▽

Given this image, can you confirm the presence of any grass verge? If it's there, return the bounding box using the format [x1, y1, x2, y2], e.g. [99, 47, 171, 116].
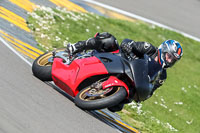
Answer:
[28, 7, 200, 133]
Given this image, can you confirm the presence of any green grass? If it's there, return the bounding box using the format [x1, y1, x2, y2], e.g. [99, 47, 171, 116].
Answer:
[27, 8, 200, 133]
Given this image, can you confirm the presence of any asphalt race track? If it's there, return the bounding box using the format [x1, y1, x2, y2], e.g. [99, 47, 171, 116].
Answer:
[95, 0, 200, 38]
[0, 42, 117, 133]
[0, 0, 200, 133]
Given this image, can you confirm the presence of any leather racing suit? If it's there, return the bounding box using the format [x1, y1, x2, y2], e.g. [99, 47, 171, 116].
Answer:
[72, 32, 167, 105]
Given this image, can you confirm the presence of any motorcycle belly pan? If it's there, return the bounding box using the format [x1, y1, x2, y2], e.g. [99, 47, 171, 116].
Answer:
[52, 57, 108, 97]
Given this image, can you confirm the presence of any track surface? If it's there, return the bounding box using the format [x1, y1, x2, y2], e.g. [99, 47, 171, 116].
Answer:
[95, 0, 200, 38]
[0, 42, 117, 133]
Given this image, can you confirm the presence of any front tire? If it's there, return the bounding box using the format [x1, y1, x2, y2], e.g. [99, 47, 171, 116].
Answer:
[32, 48, 65, 81]
[75, 86, 127, 110]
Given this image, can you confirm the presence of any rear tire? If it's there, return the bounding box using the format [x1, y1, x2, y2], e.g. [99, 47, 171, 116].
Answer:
[32, 48, 65, 81]
[75, 86, 127, 110]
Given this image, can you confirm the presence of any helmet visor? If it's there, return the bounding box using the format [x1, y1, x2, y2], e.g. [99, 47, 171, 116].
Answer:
[165, 52, 178, 67]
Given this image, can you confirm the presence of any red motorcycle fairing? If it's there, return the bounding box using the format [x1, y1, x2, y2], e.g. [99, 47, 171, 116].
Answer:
[102, 76, 129, 97]
[52, 56, 108, 97]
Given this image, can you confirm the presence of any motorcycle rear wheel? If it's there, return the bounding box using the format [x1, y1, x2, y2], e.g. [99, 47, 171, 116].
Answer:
[74, 86, 127, 110]
[32, 48, 65, 81]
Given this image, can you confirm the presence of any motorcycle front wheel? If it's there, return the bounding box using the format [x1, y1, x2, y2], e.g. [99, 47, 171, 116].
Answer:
[32, 48, 65, 81]
[74, 86, 127, 110]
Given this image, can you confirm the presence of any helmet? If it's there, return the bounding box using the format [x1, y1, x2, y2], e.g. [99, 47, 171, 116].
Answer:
[158, 40, 183, 68]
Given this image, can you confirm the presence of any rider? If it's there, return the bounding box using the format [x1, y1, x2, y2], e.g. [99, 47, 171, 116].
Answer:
[67, 32, 183, 111]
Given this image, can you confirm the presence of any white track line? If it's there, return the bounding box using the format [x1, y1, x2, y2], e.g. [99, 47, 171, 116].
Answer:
[82, 0, 200, 42]
[0, 37, 32, 66]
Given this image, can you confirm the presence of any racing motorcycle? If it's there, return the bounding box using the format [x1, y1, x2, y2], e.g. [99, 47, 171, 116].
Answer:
[32, 48, 152, 110]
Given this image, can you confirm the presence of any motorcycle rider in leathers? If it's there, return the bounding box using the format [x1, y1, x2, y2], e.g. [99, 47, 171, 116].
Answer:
[67, 32, 183, 112]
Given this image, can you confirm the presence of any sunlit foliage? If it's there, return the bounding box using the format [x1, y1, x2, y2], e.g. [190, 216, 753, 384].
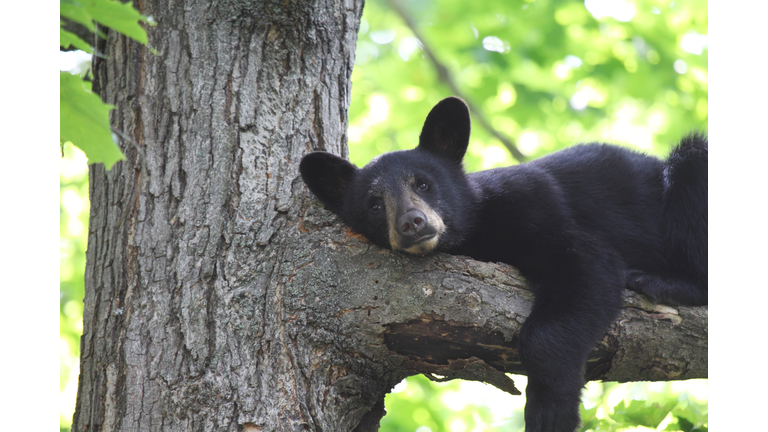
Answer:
[60, 0, 708, 432]
[348, 0, 708, 432]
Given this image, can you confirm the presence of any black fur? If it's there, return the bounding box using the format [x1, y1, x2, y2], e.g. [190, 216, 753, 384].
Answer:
[300, 98, 707, 432]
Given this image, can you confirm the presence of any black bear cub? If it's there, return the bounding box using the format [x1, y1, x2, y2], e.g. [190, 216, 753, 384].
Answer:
[299, 98, 707, 432]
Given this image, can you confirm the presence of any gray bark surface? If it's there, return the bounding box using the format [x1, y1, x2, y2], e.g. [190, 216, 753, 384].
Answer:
[73, 0, 707, 432]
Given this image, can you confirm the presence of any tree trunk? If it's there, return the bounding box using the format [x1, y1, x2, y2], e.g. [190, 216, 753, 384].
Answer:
[73, 0, 707, 432]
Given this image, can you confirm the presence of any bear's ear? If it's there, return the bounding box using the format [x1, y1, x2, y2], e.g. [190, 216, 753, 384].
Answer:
[418, 97, 470, 163]
[299, 152, 357, 214]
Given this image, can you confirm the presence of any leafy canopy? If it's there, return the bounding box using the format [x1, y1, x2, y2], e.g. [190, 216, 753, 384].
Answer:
[59, 0, 152, 169]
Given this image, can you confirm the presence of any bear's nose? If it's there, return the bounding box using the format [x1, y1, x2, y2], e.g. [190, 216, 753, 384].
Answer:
[397, 210, 427, 237]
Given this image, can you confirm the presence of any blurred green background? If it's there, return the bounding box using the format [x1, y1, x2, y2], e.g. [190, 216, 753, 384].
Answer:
[60, 0, 708, 432]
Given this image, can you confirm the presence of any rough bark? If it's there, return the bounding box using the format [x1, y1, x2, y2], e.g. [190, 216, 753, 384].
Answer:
[73, 0, 707, 432]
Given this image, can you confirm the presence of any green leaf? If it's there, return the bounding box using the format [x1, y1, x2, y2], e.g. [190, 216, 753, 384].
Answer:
[59, 0, 94, 31]
[59, 72, 125, 169]
[59, 0, 151, 45]
[611, 400, 677, 428]
[59, 28, 93, 53]
[81, 0, 147, 45]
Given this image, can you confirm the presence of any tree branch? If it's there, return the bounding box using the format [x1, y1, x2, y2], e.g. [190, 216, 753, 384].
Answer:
[297, 208, 707, 394]
[389, 0, 527, 162]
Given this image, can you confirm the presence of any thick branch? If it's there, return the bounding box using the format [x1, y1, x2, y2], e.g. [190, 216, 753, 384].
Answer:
[296, 209, 707, 394]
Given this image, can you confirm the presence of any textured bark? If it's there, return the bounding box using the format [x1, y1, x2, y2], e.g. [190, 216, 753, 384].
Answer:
[73, 0, 707, 432]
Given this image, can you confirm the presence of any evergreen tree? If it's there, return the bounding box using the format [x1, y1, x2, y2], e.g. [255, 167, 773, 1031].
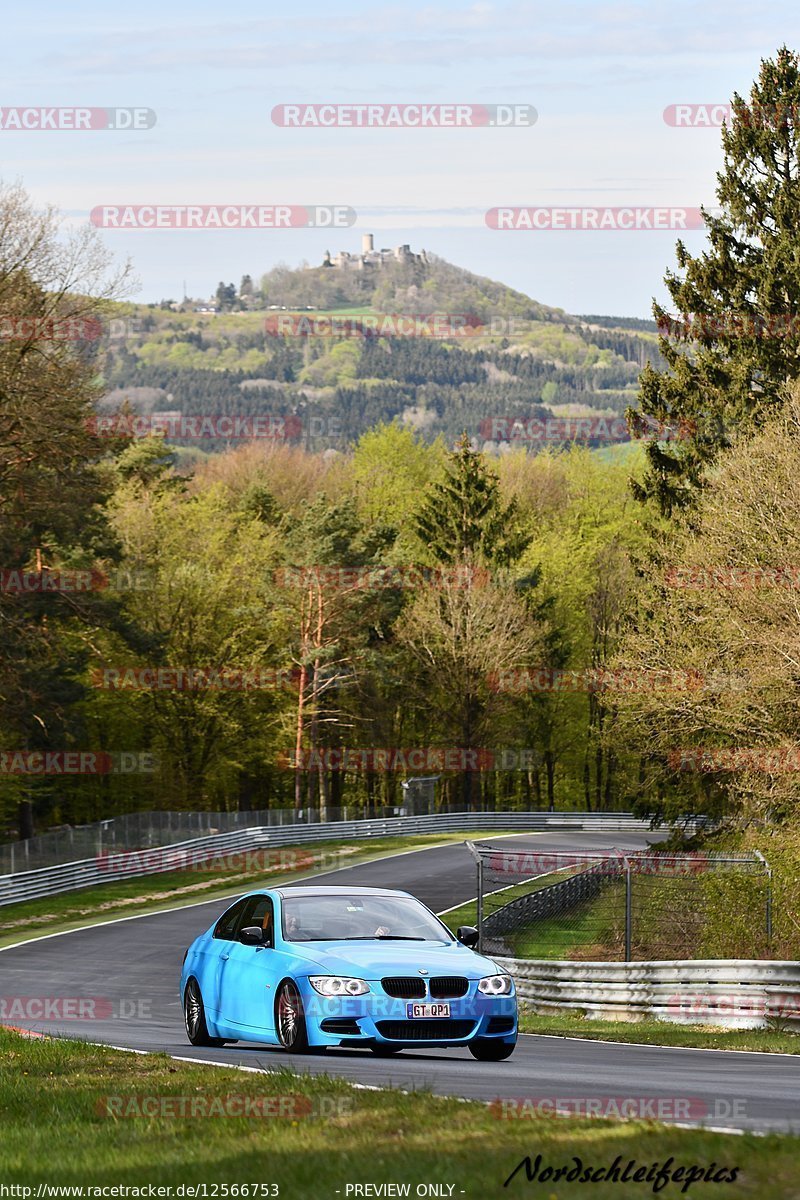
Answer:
[627, 47, 800, 515]
[416, 433, 530, 566]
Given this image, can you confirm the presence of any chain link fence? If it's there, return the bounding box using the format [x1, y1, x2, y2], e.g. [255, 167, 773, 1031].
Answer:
[468, 842, 772, 962]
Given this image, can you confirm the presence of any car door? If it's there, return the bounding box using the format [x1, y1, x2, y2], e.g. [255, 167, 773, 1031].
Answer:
[221, 895, 278, 1034]
[206, 896, 247, 1016]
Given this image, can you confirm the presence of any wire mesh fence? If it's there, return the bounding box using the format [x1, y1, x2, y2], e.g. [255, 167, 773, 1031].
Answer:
[468, 842, 772, 962]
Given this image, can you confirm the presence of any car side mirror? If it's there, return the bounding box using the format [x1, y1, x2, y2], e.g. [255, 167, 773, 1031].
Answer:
[239, 925, 264, 946]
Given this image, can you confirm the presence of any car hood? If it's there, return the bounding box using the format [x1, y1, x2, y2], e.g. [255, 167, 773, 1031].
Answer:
[277, 941, 500, 979]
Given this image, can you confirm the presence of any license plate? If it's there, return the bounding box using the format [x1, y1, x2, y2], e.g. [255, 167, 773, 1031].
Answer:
[405, 1004, 450, 1021]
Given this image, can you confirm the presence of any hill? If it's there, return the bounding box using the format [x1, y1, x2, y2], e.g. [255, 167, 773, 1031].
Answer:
[102, 247, 661, 450]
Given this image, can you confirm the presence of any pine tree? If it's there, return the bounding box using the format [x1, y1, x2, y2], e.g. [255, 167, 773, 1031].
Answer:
[627, 47, 800, 515]
[415, 433, 530, 566]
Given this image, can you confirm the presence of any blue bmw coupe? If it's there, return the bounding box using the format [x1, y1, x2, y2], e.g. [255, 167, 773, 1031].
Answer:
[181, 886, 517, 1062]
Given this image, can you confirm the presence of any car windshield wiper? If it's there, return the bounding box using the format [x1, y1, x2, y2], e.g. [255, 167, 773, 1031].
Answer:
[339, 934, 429, 942]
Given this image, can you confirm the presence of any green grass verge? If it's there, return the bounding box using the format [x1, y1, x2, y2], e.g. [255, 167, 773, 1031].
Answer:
[519, 1010, 800, 1054]
[0, 1031, 800, 1200]
[0, 833, 501, 946]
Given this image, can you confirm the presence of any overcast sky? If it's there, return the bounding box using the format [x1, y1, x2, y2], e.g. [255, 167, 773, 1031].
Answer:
[6, 0, 800, 317]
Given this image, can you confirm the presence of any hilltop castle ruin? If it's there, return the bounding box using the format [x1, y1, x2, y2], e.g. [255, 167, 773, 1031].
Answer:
[323, 233, 428, 271]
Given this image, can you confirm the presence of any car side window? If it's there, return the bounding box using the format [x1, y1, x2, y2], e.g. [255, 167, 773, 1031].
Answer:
[239, 896, 273, 946]
[213, 900, 247, 942]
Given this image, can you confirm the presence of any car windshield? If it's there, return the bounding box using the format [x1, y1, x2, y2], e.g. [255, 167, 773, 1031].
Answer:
[283, 895, 453, 942]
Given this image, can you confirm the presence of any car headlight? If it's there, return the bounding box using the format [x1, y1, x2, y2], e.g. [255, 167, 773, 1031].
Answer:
[308, 976, 369, 996]
[477, 974, 513, 996]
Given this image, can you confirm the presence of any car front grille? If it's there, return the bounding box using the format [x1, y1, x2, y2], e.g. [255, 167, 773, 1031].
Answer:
[375, 1019, 475, 1042]
[431, 976, 469, 1000]
[380, 976, 425, 1000]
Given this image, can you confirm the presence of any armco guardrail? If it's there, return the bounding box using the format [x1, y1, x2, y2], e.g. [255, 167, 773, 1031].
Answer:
[0, 812, 671, 905]
[495, 958, 800, 1032]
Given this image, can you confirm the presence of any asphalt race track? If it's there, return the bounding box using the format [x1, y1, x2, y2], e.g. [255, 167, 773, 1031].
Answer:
[0, 830, 800, 1133]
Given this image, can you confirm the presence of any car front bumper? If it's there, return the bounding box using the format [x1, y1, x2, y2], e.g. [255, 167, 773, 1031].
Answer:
[297, 979, 517, 1046]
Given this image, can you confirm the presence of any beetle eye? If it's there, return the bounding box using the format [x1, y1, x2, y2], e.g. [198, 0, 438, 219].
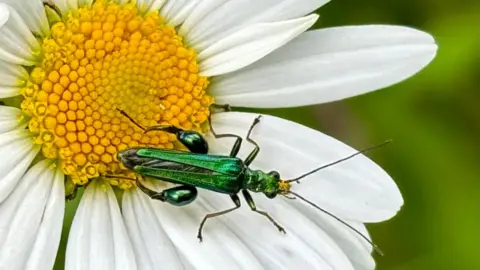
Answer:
[269, 171, 280, 181]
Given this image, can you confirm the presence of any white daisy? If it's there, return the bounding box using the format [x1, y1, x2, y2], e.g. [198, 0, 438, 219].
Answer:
[0, 0, 437, 270]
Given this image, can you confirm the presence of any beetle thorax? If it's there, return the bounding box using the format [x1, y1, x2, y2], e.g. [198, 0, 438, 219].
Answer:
[244, 169, 279, 195]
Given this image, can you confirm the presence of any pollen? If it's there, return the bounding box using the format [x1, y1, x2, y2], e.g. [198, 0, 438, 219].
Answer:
[21, 0, 213, 188]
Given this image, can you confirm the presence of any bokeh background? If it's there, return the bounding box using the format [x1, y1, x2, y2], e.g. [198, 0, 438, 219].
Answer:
[57, 0, 480, 270]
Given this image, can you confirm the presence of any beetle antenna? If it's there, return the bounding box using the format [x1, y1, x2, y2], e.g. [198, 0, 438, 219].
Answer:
[285, 140, 392, 183]
[290, 191, 384, 256]
[117, 108, 146, 131]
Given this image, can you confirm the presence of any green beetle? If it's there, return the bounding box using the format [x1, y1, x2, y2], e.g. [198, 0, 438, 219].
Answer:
[115, 108, 388, 254]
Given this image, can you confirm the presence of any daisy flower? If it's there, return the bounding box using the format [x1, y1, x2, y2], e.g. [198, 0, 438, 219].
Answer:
[0, 0, 437, 270]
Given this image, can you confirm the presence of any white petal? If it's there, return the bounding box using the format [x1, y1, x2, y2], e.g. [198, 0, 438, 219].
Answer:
[201, 192, 353, 270]
[50, 0, 79, 15]
[0, 106, 26, 134]
[122, 186, 183, 269]
[0, 3, 41, 66]
[0, 160, 65, 270]
[179, 0, 328, 51]
[210, 113, 403, 222]
[141, 181, 262, 269]
[0, 0, 50, 37]
[137, 0, 167, 12]
[0, 129, 40, 203]
[198, 14, 318, 76]
[0, 60, 28, 98]
[211, 25, 437, 108]
[65, 180, 137, 270]
[288, 200, 375, 270]
[160, 0, 201, 26]
[77, 0, 93, 7]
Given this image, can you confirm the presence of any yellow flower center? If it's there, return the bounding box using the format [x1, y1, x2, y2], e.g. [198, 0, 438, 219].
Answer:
[22, 1, 213, 188]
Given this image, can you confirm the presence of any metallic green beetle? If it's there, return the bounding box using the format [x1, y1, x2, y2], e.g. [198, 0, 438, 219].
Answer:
[116, 108, 385, 254]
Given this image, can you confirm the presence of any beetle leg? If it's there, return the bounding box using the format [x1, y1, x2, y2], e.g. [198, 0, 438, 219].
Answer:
[210, 103, 232, 112]
[137, 181, 166, 202]
[117, 108, 208, 154]
[245, 115, 262, 166]
[197, 194, 241, 242]
[242, 189, 287, 233]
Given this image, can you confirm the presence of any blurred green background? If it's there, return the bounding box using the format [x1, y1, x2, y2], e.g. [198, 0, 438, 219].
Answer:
[57, 0, 480, 270]
[262, 0, 480, 270]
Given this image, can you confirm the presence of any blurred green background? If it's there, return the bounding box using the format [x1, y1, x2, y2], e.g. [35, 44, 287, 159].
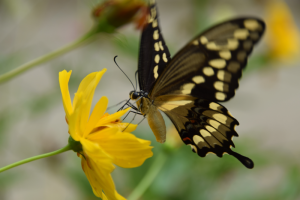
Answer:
[0, 0, 300, 200]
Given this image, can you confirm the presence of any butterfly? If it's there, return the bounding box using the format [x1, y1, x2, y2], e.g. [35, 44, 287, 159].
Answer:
[129, 0, 265, 168]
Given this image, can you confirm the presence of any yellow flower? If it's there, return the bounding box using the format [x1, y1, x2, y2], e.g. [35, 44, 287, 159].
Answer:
[266, 0, 300, 61]
[59, 69, 153, 200]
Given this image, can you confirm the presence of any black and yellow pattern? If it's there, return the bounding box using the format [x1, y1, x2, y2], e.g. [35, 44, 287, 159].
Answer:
[131, 1, 265, 168]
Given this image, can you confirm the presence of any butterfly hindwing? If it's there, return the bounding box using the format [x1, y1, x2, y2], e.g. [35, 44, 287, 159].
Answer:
[138, 1, 170, 92]
[131, 0, 265, 168]
[151, 18, 265, 102]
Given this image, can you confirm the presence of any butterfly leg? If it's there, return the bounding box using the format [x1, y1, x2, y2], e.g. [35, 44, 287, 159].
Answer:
[106, 100, 128, 110]
[123, 111, 143, 120]
[123, 103, 143, 131]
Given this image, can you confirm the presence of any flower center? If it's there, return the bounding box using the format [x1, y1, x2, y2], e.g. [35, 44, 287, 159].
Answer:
[68, 136, 82, 153]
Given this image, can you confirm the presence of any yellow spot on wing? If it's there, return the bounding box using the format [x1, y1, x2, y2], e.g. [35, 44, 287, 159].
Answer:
[192, 40, 199, 45]
[151, 8, 156, 19]
[153, 30, 159, 40]
[214, 81, 229, 92]
[154, 42, 159, 51]
[153, 65, 158, 79]
[154, 54, 160, 64]
[193, 135, 204, 145]
[209, 102, 221, 111]
[236, 50, 247, 62]
[188, 144, 198, 153]
[203, 67, 215, 76]
[243, 40, 253, 51]
[159, 41, 164, 51]
[219, 50, 231, 60]
[216, 92, 226, 101]
[227, 61, 241, 73]
[228, 39, 239, 50]
[244, 19, 262, 31]
[181, 83, 195, 94]
[212, 113, 229, 124]
[200, 36, 208, 44]
[217, 70, 231, 82]
[209, 59, 226, 69]
[152, 19, 157, 28]
[233, 29, 249, 40]
[192, 76, 205, 84]
[163, 53, 168, 62]
[200, 129, 211, 137]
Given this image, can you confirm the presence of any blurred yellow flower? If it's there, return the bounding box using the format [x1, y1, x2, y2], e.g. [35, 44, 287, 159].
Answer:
[59, 69, 153, 200]
[265, 0, 300, 61]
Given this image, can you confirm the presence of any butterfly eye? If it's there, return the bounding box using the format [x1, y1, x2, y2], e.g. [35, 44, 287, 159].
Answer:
[129, 91, 139, 100]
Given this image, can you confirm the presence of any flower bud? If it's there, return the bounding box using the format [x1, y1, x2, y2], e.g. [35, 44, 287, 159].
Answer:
[92, 0, 147, 32]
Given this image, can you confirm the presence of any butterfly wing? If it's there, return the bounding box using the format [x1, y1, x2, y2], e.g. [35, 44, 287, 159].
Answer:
[150, 18, 265, 168]
[138, 1, 170, 92]
[155, 96, 254, 168]
[150, 18, 265, 102]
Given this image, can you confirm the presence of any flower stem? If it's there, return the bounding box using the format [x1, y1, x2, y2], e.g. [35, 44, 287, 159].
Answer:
[0, 28, 96, 83]
[127, 152, 167, 200]
[0, 144, 71, 173]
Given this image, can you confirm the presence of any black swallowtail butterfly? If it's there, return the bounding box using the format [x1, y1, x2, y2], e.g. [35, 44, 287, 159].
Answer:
[126, 0, 265, 168]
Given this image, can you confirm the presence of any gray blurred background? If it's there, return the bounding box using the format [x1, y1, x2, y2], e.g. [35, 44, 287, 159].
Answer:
[0, 0, 300, 200]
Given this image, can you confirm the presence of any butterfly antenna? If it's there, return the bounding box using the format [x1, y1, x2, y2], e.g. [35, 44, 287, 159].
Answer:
[106, 99, 127, 110]
[114, 56, 136, 91]
[135, 70, 138, 89]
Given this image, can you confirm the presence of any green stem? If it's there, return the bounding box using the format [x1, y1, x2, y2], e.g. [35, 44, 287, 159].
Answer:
[0, 28, 96, 83]
[0, 144, 71, 173]
[127, 152, 167, 200]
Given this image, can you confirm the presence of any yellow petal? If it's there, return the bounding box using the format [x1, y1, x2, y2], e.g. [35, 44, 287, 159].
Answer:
[68, 93, 83, 141]
[83, 96, 108, 137]
[73, 69, 106, 130]
[118, 123, 137, 133]
[59, 70, 73, 118]
[80, 139, 115, 173]
[266, 0, 300, 61]
[81, 158, 117, 199]
[87, 126, 119, 141]
[101, 191, 126, 200]
[93, 131, 153, 168]
[97, 108, 131, 126]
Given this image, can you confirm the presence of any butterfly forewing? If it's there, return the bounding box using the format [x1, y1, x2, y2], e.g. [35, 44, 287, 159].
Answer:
[138, 1, 170, 92]
[151, 18, 265, 102]
[131, 0, 265, 168]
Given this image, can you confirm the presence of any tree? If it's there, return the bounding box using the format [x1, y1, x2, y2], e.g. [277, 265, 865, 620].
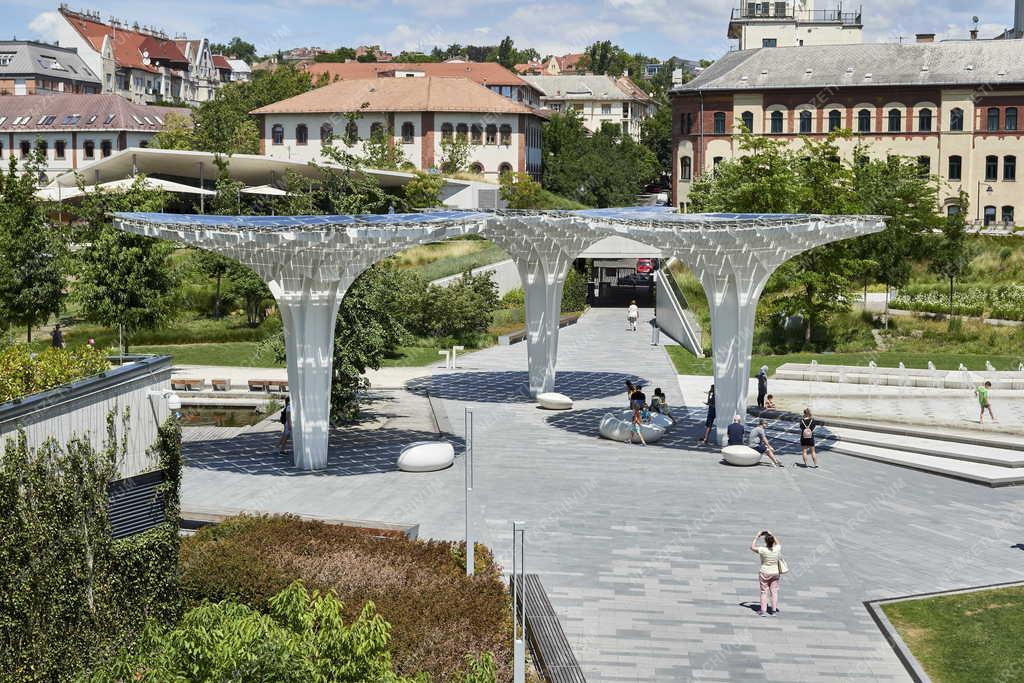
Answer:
[501, 173, 543, 209]
[74, 175, 177, 351]
[0, 148, 67, 342]
[931, 190, 973, 322]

△

#### To be done:
Copy the listing again, starting with the line with "any butterfly leg?" and going on through the line with "[68, 136, 82, 153]", and swap "flower center" for "flower middle" while keeping everything else the same.

#### Response to the exercise:
Given this image, can you confirm the presence of any butterfly leg? If it's there, return the bounding box using the format [x1, y1, x2, y2], e.g. [35, 44, 287, 159].
Answer:
[106, 100, 128, 110]
[123, 111, 143, 120]
[123, 103, 143, 131]
Given this image, can you confirm the presence of any flower middle? If it's there, return the bounding box using the format [x1, y1, x2, y2], e.g. [35, 44, 287, 159].
Answer:
[68, 136, 82, 153]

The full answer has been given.